> _WHAT YOU NEED TO DO_:
a) Please retype the baseball passage from "Lamb returns to" to "out two batters.".
b) In the baseball passage, how many pitches will Lamb be allowed in his next outing?

> _DOCUMENT PASSAGE_:
:::
Despite his historic performance this season, neither Collins nor Yost foresee an increased workload, even with the departure of lefty Jose Mijares.
“It makes him no more important. It makes (fellow lefty Francisley) Bueno more important,” said manager Ned Yost. “The thing about Timmy is: I don’t view him as a situational left-hander. I’ll use Timmy in spots where they righties mixed in among the lefties because he’s got three pitches that I think he can get them out on.”
Lamb returns to the mound
Left-handed pitcher John Lamb made his first appearance Tuesday since undergoing Tommy John surgery on June 3, 2011. The 2008 fifth round pick threw 18 pitches in one scoreless inning in the Surprise Arizona Rookie League, striking out two batters.
"Everything was good. His velocity was better than we expected,” said assistant general manager J.J. Picollo. “He actually threw a couple of curveballs. We had told him, ‘If you feel good enough to do it, go ahead.’ His changeup was fine. He doesn’t have the feel for it just yet, but everything else was good. His delivery was good. His velocity was good."
Picollo also said that Lamb would be allowed 30 pitches in his next outing.
:::
> _DATA SUPPLIED_:
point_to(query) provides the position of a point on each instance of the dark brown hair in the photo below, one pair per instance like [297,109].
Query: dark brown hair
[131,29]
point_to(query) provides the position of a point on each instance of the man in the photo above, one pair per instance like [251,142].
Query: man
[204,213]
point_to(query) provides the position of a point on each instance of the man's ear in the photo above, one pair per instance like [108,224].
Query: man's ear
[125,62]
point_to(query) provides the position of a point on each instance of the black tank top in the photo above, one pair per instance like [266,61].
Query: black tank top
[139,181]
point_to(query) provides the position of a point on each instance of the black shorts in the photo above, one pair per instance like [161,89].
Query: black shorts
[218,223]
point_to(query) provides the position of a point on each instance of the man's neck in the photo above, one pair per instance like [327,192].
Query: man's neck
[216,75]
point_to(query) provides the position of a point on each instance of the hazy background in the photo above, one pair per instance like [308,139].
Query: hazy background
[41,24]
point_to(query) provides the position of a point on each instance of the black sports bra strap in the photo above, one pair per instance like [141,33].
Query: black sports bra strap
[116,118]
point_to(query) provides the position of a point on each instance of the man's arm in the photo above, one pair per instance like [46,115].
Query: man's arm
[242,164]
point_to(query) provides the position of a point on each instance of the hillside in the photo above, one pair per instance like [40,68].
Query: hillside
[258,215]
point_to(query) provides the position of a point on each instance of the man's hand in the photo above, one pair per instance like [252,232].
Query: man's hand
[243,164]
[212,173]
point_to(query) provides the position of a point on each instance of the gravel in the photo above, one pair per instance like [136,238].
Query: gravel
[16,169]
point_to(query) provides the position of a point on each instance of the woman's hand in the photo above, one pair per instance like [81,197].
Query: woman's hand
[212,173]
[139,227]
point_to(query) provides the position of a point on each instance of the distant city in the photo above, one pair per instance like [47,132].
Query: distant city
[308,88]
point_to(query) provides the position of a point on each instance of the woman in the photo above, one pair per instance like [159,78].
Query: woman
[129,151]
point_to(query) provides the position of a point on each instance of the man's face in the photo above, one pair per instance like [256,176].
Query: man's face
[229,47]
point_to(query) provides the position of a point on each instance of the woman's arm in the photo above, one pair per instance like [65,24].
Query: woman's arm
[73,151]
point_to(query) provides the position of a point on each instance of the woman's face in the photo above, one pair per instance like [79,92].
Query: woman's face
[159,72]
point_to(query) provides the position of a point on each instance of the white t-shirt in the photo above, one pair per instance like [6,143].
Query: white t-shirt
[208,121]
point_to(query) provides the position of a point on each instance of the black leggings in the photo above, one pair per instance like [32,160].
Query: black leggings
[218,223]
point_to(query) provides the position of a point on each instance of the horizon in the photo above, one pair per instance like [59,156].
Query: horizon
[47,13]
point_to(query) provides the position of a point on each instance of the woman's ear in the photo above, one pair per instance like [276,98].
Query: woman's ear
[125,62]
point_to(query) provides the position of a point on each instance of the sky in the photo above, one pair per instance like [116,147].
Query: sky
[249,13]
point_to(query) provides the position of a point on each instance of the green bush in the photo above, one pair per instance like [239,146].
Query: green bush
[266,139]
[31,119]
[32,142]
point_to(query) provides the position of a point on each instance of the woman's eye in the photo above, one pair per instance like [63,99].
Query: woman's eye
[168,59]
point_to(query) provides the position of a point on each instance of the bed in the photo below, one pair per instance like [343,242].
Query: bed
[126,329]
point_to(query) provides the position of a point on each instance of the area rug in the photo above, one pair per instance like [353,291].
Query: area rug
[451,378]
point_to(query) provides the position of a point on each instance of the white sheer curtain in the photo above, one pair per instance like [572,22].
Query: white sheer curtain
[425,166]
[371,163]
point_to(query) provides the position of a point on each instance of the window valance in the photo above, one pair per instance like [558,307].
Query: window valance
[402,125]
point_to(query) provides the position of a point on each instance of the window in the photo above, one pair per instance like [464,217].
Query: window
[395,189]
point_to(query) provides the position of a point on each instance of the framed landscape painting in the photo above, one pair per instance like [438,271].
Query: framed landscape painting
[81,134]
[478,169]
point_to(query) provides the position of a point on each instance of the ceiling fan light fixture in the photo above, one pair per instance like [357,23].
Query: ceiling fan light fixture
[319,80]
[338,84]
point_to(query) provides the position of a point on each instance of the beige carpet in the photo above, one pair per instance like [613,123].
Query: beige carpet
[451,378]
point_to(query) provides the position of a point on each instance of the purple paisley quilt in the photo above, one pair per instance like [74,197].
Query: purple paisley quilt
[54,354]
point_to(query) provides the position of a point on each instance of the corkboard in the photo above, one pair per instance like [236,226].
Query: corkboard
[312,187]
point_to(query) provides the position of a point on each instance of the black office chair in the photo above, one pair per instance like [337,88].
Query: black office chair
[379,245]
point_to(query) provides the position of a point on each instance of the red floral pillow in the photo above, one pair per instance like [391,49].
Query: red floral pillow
:::
> _RESPONSES TO THE EXERCISE_:
a)
Lamb returns to the mound
Left-handed pitcher John Lamb made his first appearance Tuesday since undergoing Tommy John surgery on June 3, 2011. The 2008 fifth round pick threw 18 pitches in one scoreless inning in the Surprise Arizona Rookie League, striking out two batters.

b) 30 pitches.